-------- ИСХОДНЫЕ ДАННЫЕ --------
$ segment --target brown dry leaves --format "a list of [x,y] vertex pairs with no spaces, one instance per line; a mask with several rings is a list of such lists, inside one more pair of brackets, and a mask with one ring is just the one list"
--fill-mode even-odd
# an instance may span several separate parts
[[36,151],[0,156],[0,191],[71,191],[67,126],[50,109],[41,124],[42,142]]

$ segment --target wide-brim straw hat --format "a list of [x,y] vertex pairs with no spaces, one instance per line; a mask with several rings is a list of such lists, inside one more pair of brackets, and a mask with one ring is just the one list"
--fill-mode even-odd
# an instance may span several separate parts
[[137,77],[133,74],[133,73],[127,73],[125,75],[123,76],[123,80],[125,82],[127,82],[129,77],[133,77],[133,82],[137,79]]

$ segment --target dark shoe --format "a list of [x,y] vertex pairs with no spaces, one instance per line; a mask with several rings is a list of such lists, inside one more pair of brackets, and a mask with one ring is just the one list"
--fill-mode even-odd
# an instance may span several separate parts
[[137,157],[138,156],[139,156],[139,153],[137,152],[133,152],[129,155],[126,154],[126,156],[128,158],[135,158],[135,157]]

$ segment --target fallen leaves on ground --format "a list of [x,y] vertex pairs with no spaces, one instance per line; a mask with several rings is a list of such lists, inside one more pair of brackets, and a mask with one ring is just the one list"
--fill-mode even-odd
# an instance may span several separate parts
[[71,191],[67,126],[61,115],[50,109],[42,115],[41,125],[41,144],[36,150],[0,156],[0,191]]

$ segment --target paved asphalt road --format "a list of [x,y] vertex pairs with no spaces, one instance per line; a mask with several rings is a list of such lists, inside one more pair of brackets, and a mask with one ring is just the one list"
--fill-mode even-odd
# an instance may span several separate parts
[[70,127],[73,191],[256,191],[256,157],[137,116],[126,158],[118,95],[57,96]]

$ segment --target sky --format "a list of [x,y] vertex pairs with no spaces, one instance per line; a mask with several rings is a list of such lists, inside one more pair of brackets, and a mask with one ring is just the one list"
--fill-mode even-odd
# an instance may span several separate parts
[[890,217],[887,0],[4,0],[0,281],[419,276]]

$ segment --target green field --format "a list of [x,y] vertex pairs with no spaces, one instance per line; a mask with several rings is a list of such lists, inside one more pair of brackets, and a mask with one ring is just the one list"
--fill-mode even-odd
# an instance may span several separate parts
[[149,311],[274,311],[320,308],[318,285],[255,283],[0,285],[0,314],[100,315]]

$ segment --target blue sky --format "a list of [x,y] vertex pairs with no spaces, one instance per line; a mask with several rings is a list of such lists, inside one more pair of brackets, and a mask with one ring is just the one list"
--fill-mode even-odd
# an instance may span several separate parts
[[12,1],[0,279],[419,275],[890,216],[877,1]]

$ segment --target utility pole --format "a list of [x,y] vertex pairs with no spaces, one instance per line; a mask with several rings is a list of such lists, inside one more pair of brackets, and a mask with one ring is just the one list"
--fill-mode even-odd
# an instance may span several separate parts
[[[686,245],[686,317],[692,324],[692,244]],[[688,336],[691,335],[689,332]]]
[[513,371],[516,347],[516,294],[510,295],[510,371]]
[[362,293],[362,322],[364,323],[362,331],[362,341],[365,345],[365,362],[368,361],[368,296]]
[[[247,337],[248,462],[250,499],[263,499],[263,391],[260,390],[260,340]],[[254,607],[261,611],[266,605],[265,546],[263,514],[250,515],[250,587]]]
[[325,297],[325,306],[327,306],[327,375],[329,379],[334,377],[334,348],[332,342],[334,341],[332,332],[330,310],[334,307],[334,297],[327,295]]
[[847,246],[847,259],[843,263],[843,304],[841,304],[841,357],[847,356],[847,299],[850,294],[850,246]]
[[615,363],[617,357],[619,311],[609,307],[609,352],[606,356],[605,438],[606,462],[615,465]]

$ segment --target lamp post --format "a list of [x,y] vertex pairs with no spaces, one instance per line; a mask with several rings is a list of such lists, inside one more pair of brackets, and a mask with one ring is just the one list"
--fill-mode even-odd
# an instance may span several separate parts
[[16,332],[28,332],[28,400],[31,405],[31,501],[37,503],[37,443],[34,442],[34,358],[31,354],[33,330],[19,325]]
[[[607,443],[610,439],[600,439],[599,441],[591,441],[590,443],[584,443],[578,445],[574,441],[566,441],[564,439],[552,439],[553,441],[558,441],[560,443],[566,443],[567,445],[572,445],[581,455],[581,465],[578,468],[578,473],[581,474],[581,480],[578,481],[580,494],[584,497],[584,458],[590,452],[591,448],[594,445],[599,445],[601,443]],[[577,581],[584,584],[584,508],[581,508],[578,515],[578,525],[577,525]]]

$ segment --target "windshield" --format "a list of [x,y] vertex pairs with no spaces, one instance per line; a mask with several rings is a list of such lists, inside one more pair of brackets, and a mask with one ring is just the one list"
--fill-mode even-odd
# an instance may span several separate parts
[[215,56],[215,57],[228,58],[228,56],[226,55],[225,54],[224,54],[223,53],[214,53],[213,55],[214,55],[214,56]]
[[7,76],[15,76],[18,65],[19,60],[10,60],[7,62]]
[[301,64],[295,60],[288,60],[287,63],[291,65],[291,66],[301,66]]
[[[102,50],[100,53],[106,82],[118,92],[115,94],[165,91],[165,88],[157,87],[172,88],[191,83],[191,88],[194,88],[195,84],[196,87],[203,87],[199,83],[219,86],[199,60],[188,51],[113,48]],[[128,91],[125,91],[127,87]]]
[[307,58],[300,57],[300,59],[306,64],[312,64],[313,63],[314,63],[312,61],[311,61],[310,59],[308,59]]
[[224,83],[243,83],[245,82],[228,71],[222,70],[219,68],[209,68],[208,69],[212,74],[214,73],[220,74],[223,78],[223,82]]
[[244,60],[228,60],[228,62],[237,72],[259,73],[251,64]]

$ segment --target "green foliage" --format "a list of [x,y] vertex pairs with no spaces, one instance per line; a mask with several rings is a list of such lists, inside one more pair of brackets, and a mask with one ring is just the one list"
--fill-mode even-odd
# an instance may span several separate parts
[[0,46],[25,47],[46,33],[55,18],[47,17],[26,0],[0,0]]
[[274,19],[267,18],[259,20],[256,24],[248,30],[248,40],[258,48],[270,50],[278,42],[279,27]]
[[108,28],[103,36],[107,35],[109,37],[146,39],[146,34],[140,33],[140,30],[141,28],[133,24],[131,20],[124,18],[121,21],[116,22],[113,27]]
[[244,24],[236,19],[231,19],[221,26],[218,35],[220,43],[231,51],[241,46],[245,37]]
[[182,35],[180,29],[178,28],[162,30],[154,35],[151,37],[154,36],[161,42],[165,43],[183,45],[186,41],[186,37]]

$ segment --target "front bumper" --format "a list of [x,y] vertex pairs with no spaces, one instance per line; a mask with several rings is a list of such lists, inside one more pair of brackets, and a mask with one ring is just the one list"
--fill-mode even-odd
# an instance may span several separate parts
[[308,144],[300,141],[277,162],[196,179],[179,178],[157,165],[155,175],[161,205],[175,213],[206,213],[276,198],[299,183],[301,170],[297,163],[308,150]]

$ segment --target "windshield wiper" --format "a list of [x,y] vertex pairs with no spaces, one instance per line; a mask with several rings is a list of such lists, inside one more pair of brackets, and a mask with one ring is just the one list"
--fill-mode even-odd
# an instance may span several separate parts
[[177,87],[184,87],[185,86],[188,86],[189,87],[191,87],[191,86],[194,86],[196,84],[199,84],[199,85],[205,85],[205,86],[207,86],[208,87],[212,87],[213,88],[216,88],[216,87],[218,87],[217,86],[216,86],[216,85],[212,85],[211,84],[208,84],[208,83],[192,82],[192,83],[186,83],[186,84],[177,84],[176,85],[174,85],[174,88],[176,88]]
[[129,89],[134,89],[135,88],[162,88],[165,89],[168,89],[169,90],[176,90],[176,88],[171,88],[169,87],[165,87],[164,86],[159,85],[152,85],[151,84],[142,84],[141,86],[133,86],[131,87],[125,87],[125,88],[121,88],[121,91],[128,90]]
--------
Пожалуйста, воспроизведите без изменений строки записей выше: всё, начиная со строки, где есть «segment --target wide-brim», и вниз до строки, где есть «[[890,217],[887,0],[4,0],[0,281],[419,276]]», включая обе.

РЕШЕНИЕ:
$ segment --target wide-brim straw hat --format "a list of [x,y] vertex pairs with no spaces, one instance per line; a mask with several rings is a list of such lists, inside one more pair of brackets, and a mask with one ring is just the one list"
--fill-mode even-odd
# an instance may span several separate parts
[[137,77],[133,74],[133,73],[127,73],[125,75],[123,76],[123,80],[125,82],[127,82],[129,77],[133,77],[133,82],[137,79]]

$ segment --target dark shoe --format "a list of [x,y] vertex pairs with no spaces, one instance per line; a mask with several rings is a list of such lists, inside one more pair of brackets, and a mask with one ring is just the one list"
--fill-mode even-odd
# an instance may span several separate parts
[[137,157],[138,156],[139,156],[139,153],[137,152],[133,152],[129,155],[126,154],[126,156],[128,158],[135,158],[135,157]]

$ segment --target fallen leaves on ground --format "a list of [x,y] vertex pairs with no spaces, one instance per line; a mask with several rings is a list of such lists, inside one more pair of brackets, and a mask with one ring is just the one list"
--fill-mode even-odd
# an instance may span several separate parts
[[71,191],[67,126],[61,115],[50,109],[42,115],[41,125],[41,144],[36,150],[0,156],[0,191]]

$ segment --target paved asphalt road --format "a list of [x,y] vertex pairs with no spaces, one instance per line; a mask with several rings is a list of such lists, inside one more pair of brackets, and a mask with one ring is just the one list"
--fill-mode even-odd
# an instance may span several separate parts
[[70,127],[73,191],[256,191],[256,157],[137,116],[126,158],[118,95],[57,96]]

$ segment --target sky --format "a list of [x,y] vertex pairs with no spaces, one instance per line; a mask with several rings is a list of such lists, inside one more pair of brackets, and a mask with one ring is just the one list"
--fill-mode even-odd
# an instance may span several separate parts
[[890,217],[887,0],[4,0],[0,281],[419,276]]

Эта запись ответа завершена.